Exercise instructions:
a) In the article on serverless GenAI patterns, what does API Gateway immediately return to the client in the asynchronous job pattern?
b) From the article on serverless GenAI patterns, return everything from "Sometimes, streaming isn't" down to "with a jobId.".

(Beginning of Excerpted text)

Sabarish Sathasivan

Posted on Jan 15

Beyond the 29-Second Limit: 4 Patterns for Serverless GenAI on AWS

#serverless #genai #apigateway #aws

When teams start building GenAI-powered APIs on AWS, the initial architecture often looks straightforward:

It works well for demos and early prototypes. But as soon as prompts grow larger, models get heavier, or agent-style workflows are introduced, many teams hit the same invisible wall: the 29-second API Gateway integration timeout.

Over the past year, AWS has introduced several ways to address this problem. This article walks through those options, based on what actually works when you’re trying to keep GenAI APIs stable, scalable, and usable.

Option 1: Increasing the API Gateway integration timeout

In mid-2024, AWS finally allowed REST API integration timeouts to be increased beyond the long-standing 29-second limit. Amazon API Gateway integration timeout limit increase beyond 29 seconds

This sounds like the obvious fix. It requires no code changes and keeps the synchronous request-response model intact.

The Trade-offs:

The "Spinner" Problem: From a user experience perspective, you’re simply extending how long someone stares at a loading spinner.
Availability: Works only for Regional REST APIs and private REST APIs
Throttling: It might lead to a reduction in your account-level throttle quota limit

Option 2: The Asynchronous "Job" Pattern (Polling)

Sometimes, streaming isn't the right fit. If your GenAI application is generating images, creating PDFs, or running complex "Agentic" workflows that involve 2 minutes of silent "reasoning" before producing an answer, streaming text chunks provides no value.

In this pattern, API Gateway acts as a dispatcher rather than a waiter.

Request: The client sends a POST request.
Dispatch: API Gateway triggers an asynchronous process (via SQS or AWS Step Functions) and immediately returns a 202 Accepted response with a jobId.
Processing: The backend (Lambda/Bedrock) processes the request offline, unaffected by API Gateway timeouts.
Retrieval: The client polls a status endpoint (GET /jobs/{jobId}) every few seconds to check if the work is complete.

The Trade-offs:

Client Complexity: The frontend client must implement polling logic (e.g., "check status every 3 seconds").
Latency: There is inherently a small delay between the job actually finishing and the client's next poll interval catching it.
Cost: You pay for the initial request plus every subsequent polling request, which can add up if thousands of users are polling frequently.

Option 3: Use API Gateway WebSocket APIs

API Gateway WebSocket APIs remove the request-response timeout entirely by switching to a persistent, stateful connection. However, there are following things to consider.

(End of Excerpted text)
(Beginning of Data for analysis)

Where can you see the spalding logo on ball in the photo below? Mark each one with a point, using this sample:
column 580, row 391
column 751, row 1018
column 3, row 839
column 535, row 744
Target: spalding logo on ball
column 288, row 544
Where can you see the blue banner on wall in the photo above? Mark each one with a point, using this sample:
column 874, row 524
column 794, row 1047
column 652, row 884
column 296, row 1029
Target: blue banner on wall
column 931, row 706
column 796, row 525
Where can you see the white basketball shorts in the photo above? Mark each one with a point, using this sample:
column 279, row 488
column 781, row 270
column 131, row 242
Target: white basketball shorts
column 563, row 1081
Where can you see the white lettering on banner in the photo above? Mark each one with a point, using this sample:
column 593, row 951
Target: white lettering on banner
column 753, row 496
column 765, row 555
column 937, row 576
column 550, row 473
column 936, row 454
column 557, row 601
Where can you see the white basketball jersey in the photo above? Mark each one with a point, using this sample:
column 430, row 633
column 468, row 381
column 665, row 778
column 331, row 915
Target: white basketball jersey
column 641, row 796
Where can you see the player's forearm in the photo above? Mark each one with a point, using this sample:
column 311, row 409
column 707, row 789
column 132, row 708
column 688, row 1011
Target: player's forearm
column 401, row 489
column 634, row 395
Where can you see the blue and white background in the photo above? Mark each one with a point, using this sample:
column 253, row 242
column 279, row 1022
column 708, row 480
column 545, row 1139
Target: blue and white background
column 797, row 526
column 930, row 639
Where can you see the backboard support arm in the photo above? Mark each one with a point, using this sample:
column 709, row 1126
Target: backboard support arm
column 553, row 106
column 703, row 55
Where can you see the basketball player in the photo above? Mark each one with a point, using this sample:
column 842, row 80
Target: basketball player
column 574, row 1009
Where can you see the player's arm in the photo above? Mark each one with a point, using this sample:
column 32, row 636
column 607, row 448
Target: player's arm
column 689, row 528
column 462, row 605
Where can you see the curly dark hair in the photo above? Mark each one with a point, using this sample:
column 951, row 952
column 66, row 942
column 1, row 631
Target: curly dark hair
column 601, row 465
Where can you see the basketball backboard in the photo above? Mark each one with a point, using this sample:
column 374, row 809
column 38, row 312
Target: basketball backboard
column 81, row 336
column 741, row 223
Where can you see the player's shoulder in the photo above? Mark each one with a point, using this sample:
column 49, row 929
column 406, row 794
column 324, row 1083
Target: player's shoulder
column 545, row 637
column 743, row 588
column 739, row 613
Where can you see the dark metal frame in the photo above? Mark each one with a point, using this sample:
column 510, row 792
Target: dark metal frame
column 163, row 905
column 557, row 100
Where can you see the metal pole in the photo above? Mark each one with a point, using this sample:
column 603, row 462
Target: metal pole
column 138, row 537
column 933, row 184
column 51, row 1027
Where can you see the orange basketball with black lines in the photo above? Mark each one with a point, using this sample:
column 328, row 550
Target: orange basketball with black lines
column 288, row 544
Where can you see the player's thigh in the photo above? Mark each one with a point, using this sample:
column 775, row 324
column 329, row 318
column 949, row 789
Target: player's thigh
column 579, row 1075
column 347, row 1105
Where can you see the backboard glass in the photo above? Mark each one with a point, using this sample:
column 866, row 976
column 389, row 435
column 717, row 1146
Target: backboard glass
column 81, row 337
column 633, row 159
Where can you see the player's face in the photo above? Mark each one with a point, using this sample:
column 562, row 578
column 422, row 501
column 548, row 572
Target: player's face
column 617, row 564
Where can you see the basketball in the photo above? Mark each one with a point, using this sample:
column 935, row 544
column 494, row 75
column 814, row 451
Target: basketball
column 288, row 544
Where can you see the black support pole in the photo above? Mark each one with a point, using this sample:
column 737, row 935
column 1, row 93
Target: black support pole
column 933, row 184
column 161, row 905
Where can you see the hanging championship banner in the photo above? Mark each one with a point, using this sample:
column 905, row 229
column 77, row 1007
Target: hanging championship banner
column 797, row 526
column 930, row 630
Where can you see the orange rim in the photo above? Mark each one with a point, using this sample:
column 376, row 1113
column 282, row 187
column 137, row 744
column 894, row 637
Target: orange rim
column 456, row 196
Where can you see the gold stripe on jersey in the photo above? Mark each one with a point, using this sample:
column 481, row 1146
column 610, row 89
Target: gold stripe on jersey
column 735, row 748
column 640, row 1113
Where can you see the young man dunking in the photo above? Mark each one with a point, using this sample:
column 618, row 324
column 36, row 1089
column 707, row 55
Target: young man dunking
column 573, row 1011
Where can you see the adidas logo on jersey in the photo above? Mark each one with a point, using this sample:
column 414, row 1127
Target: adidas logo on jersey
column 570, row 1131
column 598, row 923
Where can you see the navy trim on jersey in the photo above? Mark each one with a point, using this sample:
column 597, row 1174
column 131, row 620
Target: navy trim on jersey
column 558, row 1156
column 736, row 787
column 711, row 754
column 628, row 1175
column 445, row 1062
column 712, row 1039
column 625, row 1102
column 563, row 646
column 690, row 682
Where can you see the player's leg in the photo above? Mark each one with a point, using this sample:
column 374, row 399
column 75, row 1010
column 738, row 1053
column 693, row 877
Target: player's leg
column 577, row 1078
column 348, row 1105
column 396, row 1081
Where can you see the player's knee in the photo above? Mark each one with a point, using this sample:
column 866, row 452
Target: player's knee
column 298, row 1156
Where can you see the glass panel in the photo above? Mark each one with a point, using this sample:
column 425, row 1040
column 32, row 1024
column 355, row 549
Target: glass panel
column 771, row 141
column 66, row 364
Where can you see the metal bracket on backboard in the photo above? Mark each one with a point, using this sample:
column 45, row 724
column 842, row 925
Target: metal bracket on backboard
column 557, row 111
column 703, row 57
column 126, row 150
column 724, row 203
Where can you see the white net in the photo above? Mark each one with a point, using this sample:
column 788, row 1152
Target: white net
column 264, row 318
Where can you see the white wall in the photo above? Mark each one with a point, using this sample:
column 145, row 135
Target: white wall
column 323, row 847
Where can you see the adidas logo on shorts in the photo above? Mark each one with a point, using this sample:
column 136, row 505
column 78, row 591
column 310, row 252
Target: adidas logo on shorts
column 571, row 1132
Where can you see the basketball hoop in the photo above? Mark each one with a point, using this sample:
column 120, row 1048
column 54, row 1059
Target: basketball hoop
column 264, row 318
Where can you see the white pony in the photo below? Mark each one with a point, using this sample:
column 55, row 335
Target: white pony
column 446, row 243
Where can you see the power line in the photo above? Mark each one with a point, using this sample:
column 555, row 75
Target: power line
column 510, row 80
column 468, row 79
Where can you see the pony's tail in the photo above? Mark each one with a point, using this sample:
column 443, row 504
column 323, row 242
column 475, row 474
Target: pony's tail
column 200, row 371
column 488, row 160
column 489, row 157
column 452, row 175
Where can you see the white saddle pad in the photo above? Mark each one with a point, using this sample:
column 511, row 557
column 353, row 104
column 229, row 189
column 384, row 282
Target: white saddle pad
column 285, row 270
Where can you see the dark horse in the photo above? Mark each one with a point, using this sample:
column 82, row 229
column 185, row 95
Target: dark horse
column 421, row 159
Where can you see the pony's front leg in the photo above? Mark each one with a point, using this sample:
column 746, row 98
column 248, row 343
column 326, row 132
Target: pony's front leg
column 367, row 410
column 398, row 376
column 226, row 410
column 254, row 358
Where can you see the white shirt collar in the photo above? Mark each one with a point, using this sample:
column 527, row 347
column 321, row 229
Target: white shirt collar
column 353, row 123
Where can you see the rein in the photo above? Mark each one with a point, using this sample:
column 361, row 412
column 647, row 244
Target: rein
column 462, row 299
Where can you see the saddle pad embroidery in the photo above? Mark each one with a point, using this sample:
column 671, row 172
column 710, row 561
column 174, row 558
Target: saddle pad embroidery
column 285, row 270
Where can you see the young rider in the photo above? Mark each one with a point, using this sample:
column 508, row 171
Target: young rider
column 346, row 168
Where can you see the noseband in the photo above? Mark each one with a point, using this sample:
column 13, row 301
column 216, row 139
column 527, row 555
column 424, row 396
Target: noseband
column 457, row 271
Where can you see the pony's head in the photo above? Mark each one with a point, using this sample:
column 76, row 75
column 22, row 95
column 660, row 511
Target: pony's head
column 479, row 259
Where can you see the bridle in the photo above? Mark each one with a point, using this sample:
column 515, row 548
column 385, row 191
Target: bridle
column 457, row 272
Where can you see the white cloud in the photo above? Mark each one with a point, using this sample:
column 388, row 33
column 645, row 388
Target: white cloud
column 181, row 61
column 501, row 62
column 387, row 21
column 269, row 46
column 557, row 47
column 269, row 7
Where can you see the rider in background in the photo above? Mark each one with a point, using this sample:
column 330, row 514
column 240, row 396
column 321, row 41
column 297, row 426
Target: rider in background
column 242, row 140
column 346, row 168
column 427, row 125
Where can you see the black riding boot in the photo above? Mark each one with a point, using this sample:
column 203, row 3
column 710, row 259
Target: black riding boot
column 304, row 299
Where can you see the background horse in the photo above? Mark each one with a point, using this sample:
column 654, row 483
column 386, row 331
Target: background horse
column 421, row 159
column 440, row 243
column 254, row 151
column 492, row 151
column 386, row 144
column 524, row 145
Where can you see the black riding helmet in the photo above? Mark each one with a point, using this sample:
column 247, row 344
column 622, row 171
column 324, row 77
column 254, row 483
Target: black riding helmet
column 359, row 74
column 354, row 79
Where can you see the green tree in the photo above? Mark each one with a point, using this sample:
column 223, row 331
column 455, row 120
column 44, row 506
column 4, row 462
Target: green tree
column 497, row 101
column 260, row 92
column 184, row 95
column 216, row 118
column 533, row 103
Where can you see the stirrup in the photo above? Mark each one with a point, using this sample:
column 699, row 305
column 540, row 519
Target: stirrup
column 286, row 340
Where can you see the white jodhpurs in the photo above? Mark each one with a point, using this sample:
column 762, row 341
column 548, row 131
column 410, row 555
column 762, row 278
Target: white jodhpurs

(End of Data for analysis)

Results in order:
a) A 202 Accepted response with a jobId.

b)
Sometimes, streaming isn't the right fit. If your GenAI application is generating images, creating PDFs, or running complex "Agentic" workflows that involve 2 minutes of silent "reasoning" before producing an answer, streaming text chunks provides no value.

In this pattern, API Gateway acts as a dispatcher rather than a waiter.

Request: The client sends a POST request.
Dispatch: API Gateway triggers an asynchronous process (via SQS or AWS Step Functions) and immediately returns a 202 Accepted response with a jobId.